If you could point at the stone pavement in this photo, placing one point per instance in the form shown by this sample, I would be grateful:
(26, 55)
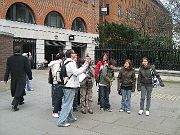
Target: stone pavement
(35, 116)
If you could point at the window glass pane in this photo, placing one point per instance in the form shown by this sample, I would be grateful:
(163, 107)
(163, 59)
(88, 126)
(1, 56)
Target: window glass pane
(78, 25)
(21, 13)
(53, 19)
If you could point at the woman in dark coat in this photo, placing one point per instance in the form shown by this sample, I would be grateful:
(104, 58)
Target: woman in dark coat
(145, 85)
(18, 67)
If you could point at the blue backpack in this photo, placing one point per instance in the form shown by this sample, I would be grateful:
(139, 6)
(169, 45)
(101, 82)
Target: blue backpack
(63, 72)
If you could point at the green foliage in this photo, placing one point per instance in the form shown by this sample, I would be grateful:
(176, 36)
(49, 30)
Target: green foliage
(115, 36)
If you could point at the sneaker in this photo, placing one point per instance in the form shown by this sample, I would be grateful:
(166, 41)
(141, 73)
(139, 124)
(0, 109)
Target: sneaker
(72, 120)
(14, 108)
(64, 125)
(90, 111)
(109, 110)
(21, 103)
(83, 111)
(128, 112)
(121, 110)
(140, 112)
(147, 113)
(55, 115)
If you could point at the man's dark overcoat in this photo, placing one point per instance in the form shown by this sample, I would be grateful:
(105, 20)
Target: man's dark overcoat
(17, 66)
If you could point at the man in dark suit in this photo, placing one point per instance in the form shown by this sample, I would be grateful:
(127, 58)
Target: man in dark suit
(18, 66)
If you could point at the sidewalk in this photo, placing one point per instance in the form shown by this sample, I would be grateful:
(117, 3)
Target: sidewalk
(35, 116)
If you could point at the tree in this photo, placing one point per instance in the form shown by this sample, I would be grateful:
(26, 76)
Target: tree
(115, 36)
(173, 7)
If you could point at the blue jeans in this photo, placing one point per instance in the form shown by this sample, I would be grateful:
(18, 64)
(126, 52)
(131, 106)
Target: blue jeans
(76, 99)
(67, 109)
(146, 91)
(104, 97)
(126, 100)
(57, 95)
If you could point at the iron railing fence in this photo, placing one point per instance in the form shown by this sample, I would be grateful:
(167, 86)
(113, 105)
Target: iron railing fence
(162, 59)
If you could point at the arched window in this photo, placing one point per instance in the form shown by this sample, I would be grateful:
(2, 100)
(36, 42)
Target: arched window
(78, 25)
(54, 19)
(21, 13)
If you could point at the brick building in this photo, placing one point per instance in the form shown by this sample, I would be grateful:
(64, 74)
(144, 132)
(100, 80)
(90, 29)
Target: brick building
(46, 27)
(148, 16)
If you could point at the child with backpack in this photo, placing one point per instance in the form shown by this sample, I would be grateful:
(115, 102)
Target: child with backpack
(86, 85)
(57, 92)
(106, 79)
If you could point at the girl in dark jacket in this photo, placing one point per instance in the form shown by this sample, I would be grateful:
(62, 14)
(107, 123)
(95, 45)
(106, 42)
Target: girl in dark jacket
(126, 83)
(145, 84)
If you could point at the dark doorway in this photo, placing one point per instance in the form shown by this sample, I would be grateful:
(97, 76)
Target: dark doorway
(27, 45)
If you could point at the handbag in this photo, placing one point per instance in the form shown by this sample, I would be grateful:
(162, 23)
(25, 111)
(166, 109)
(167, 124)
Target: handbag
(155, 80)
(50, 77)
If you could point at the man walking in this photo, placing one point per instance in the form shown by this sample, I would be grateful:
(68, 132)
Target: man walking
(18, 66)
(71, 84)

WHAT IS EXPECTED:
Within the records above, the line carrying "Target: handbag" starts the range and the last line ends it. Set down that range exactly.

RESULT OF THE TASK:
Target: handbag
(155, 80)
(50, 77)
If you could point at the man walking in this photo, placing one point per instance in the form shown by this sample, I would be grateful:
(68, 132)
Target: man walking
(18, 66)
(71, 84)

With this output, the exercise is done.